- DESCRIPTION OF THE TASK:
All entries are to be repeated exactly as shown below.

┌─ EXTRACTED DATA

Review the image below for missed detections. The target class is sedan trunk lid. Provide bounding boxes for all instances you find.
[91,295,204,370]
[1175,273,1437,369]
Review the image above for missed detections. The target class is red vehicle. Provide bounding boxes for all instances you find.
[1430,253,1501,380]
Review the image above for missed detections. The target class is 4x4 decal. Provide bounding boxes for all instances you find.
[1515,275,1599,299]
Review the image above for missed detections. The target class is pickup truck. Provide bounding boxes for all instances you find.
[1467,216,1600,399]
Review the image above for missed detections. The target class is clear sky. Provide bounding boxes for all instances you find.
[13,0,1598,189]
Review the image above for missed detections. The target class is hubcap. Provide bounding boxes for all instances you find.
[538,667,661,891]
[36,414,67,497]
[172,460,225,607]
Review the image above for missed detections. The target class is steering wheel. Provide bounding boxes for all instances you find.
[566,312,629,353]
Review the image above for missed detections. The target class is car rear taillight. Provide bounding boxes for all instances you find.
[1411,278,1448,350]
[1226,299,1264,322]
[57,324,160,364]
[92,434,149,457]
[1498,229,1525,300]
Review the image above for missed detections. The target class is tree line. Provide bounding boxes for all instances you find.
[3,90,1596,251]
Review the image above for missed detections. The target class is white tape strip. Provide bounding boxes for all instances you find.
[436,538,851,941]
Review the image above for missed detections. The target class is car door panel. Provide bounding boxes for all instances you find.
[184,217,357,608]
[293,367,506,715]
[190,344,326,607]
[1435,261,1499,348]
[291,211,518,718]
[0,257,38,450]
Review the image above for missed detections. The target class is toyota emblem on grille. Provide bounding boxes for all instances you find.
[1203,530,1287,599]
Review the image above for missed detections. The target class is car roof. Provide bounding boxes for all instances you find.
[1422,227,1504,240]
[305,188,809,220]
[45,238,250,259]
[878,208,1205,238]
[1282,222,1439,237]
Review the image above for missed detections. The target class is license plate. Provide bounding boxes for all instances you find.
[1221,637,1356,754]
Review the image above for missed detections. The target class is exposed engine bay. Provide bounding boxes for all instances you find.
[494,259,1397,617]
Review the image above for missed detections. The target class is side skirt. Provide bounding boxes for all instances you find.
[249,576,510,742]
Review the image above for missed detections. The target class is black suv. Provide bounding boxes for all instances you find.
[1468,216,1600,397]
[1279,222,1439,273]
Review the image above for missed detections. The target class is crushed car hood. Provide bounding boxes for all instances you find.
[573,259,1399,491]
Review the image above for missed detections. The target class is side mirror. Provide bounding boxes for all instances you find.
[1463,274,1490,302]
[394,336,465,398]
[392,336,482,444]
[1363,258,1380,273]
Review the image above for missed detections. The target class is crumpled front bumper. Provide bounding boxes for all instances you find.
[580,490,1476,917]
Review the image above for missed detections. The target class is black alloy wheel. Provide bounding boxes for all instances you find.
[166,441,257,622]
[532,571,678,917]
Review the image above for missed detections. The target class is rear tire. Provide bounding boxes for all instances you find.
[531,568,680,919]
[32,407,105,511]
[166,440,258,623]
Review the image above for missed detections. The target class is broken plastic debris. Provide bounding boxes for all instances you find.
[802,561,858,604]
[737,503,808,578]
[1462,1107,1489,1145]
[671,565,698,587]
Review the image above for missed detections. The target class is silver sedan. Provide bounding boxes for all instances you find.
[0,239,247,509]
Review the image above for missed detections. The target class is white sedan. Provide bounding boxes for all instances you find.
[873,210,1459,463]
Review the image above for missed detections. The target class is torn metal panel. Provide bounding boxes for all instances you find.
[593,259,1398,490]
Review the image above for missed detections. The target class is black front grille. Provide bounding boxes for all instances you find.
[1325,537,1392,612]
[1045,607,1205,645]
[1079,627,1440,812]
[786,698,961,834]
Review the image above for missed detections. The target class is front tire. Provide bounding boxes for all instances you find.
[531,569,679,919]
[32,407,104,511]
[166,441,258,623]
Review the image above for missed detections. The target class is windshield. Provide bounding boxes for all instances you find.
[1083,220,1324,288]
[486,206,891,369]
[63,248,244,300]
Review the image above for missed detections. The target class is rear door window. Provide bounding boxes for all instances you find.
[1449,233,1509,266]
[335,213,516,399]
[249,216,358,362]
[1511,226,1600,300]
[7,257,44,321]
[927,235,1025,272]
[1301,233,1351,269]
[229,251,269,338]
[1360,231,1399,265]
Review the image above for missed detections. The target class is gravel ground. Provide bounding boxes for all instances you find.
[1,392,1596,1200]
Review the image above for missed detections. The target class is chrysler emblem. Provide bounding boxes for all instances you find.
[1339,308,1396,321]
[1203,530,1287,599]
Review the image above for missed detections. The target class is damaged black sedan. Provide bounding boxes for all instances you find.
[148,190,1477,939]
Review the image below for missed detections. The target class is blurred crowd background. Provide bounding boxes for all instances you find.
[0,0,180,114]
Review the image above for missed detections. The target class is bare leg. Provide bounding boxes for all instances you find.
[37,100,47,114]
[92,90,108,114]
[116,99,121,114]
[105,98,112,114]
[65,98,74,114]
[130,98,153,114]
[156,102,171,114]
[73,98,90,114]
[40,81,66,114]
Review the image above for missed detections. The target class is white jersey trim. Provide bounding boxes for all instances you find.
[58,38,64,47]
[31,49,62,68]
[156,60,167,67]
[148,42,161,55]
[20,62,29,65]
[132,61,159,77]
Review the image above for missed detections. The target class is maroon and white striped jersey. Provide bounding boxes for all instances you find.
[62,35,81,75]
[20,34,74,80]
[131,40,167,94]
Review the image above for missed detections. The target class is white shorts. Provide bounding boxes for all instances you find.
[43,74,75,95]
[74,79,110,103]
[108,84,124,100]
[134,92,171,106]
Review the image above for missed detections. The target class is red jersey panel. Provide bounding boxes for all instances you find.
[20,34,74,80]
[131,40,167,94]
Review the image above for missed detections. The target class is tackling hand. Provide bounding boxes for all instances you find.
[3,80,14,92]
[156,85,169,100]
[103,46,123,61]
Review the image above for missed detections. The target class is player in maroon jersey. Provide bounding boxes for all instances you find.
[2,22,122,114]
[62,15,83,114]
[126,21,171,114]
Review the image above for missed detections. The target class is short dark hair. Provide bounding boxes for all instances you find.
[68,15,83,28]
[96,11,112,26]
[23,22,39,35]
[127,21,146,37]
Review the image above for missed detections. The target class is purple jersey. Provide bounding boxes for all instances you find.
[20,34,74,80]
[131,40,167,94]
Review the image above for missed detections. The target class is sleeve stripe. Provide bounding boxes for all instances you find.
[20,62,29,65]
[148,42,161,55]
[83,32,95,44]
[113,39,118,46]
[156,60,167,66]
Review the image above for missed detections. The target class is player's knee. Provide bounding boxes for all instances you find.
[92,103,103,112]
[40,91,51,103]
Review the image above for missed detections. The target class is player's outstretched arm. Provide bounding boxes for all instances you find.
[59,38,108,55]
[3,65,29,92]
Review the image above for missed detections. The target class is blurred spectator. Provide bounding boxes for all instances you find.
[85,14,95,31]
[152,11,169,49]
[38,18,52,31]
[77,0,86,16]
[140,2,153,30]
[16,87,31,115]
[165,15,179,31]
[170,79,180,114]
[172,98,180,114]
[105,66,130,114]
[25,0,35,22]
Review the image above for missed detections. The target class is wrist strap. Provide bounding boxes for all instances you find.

└─

- TASK SOLUTION:
Review the image below for missed detections. The target class is sedan trunk lid. Provide bounding boxes for all instances you find.
[91,295,204,370]
[1175,273,1437,369]
Review the image above for missed detections. The target class is red vehicle. Provide bounding boxes for all instances you find.
[1430,253,1501,380]
Review the image above for missed detections. The target class is 4x4 decal. Provide bounding boxes for all instances you find.
[1515,275,1599,299]
Review the image above for missed detections. The target class is pickup truck. Provide bounding boxes for all instances you find.
[1467,216,1600,399]
Review the image above for missed detections. The target class is clear sky. Provide bounding boxes for all instances you find.
[13,0,1598,189]
Review the image above for missed detections. The target class is hubcap. Provide bounding boxes for all instances you find.
[538,667,661,891]
[36,414,67,497]
[172,460,225,607]
Review the image above for missed detections. The target class is steering wheel. Provide bounding boxes for all instances you find.
[566,312,629,353]
Review the image above for missed detections. The target class is car rear taillight. Provide bounding boxes for all instances you find.
[1411,278,1448,350]
[1226,299,1264,322]
[57,324,160,364]
[92,434,149,457]
[1498,229,1525,300]
Review the image above for missed detections. The target class is tree line. Provide bounding boxes for all instances you find.
[3,90,1596,251]
Review the image above for missed detections. The target class is white tape strip. Provide bounding boxes for all instances you find.
[436,538,851,941]
Review the image above for missed detections. The target class is car door panel. Provide bounding boxes for all instances you find.
[184,217,357,608]
[293,367,506,715]
[190,344,326,607]
[1435,261,1499,348]
[291,211,518,718]
[0,257,38,450]
Review the image above for missed detections. The target class is toyota emblem on grille. Provide bounding boxes for all instances you find.
[1203,530,1287,599]
Review the image above for missed detections. The target class is car roof. Provide bounding boxes for all instances you find.
[1422,227,1504,240]
[305,188,809,220]
[45,238,250,259]
[878,208,1205,238]
[1282,222,1439,237]
Review the image above for missed detections. The target class is license plate. Provide bounding boxes for all instances you find.
[1221,637,1356,754]
Review the image above for missed detections. The target class is exposed engine bay. Provide bounding boxes for all instances you find.
[494,259,1397,617]
Review the image above for missed detections. The target class is side skirt. Provide bounding boxes for all instances you find.
[249,576,510,742]
Review the image above for missed detections. The target class is black suv. Provide bounding boxes for all instances you find.
[1468,216,1600,397]
[1279,222,1439,273]
Review the image above for missed detections. The target class is crushed car hood. Provide bounding boxes for all instances you find.
[573,259,1399,491]
Review the image above for missed detections. The target class is side mirror. Provide bounding boxes for all instances you find.
[1463,274,1490,302]
[394,336,465,398]
[392,336,482,444]
[1363,258,1380,273]
Review the image above for missed detections. The target class is crumpled front bumper. Provide bounding boxes for all instances you find.
[580,490,1476,917]
Review the image above for missed detections. The target class is black alloy wheel. Provide bounding boxes for all instances you find.
[166,441,257,622]
[532,571,678,917]
Review the image above for missed detections. The target class is rear tire. Provide bounding boxes for all instances you find.
[531,568,680,919]
[32,407,105,511]
[166,440,258,623]
Review the image above for missed detections. The target class is broken plastic debris. Provide bounding boxes for all instances you find.
[802,561,858,604]
[737,503,808,578]
[1462,1107,1489,1145]
[671,565,698,587]
Review the image above for missed detections. The target class is silver sedan. Provide bounding boxes for all instances you find.
[0,239,247,509]
Review the image above for missed detections. The target class is white sedan. Provide bounding boxes for all instances you find.
[873,210,1459,463]
Review the image above for missed detections. The target class is torn metal panel. Provide bounding boxes for all instances you find.
[593,259,1398,490]
Review the image above for missed detections. The target class is black front grille. Provide bounding boxes for all instances you find.
[1325,537,1392,612]
[1045,607,1205,645]
[1079,627,1440,812]
[786,698,961,834]
Review the image above for missed detections. The target class is front tire. Provide bounding boxes for all instances you find.
[531,569,679,919]
[32,407,104,511]
[166,441,258,623]
Review the image above for missed detections. The target class is windshield. Provide bounding boxes for all instances you find.
[1083,220,1324,288]
[486,206,891,369]
[63,248,244,300]
Review the image above for missed detections. The target class is rear door window. Provide bounding boxes for all instances you find.
[1449,233,1509,266]
[335,213,516,399]
[249,216,358,362]
[1511,226,1600,300]
[7,257,44,321]
[927,235,1025,272]
[1301,233,1351,269]
[229,251,269,338]
[1360,231,1399,265]
Review the image above for missed detections. The target class is gravel ground. Provide bounding boxes for all instances you find.
[1,392,1596,1200]
Review the image above for missed detections. The target class is chrysler emblem. Provide bounding boxes for all instances you find.
[1339,308,1396,321]
[1203,530,1287,599]
Review the image above for missed detections. The target class is damaged black sedan. Provide bounding boxes for all instances you find.
[148,190,1477,939]
Review the image below for missed detections. The target class is blurred crowd background. Provide bounding boxes for all instances you find.
[0,0,180,114]
Review the image above for missed detections. The target class is bare leg. Provide bounding boxes for all instances you find.
[37,100,47,114]
[92,90,108,114]
[116,99,121,114]
[105,98,112,114]
[65,98,74,114]
[130,98,153,114]
[156,102,171,114]
[73,98,90,114]
[40,81,66,114]
Review the image above for missed detections. The target class is white jersey trim. Provide bounding boxes for all instances you find.
[58,38,64,47]
[31,49,62,68]
[156,60,167,67]
[148,42,161,55]
[20,62,29,65]
[132,61,159,77]
Review the image above for missed detections. The target class is maroon and white striped jersey. Provide bounding boxes for all instances you find.
[62,35,81,75]
[20,34,74,80]
[131,40,167,94]
Review the image above for missed detections. The target class is white shorts. Provide bounding boxes for all instances you find.
[43,74,75,95]
[74,79,110,103]
[108,84,124,100]
[134,92,171,106]
Review the image above for missed detections. The target class is red jersey panel. Provide bounding boxes for all instances you find.
[20,34,74,80]
[131,40,167,94]
Review the image above for missed detections. The target class is tackling hand. Provide bounding boxes for all instances you find.
[3,80,14,92]
[156,85,169,100]
[103,46,123,61]
Review the image above for missed detections. The target class is player in maroon jersey. Provide bounding boxes for all instances you find.
[2,22,122,114]
[62,15,83,114]
[126,21,171,114]
Review the image above for missed detections. The target class is short dark hair. Provide bounding boxes for all instances you find.
[68,15,83,28]
[96,11,112,26]
[23,22,39,35]
[127,21,146,37]
Review the image above for missed detections. The target class is purple jersey. Provide bounding boxes for all instances you find.
[20,34,74,80]
[131,40,167,94]
Review the image above for missed detections. The target class is sleeve stripe. Provide bounding boxes for all instances you find.
[20,62,29,65]
[148,42,161,55]
[83,32,95,44]
[113,39,118,46]
[156,60,167,66]
Review the image above for missed detections. The target class is player's knee. Provide bounding boxes for all instances you find.
[92,103,103,112]
[40,91,51,103]
Review the image above for missed detections. The target class is player's outstretched arm. Provide bounding boxes for all instances you find.
[59,38,108,55]
[3,65,29,92]
Review the image above for missed detections. The target class is blurred spectator. Provide bounding boxes for all instances you find.
[85,14,95,31]
[152,11,169,49]
[38,18,52,31]
[77,0,86,16]
[140,2,153,30]
[16,87,31,115]
[165,15,179,31]
[170,79,180,114]
[172,98,180,114]
[105,66,130,114]
[25,0,35,22]
Review the image above for missed detections. The target class is wrist strap. Provide bounding boxes for all instances you find.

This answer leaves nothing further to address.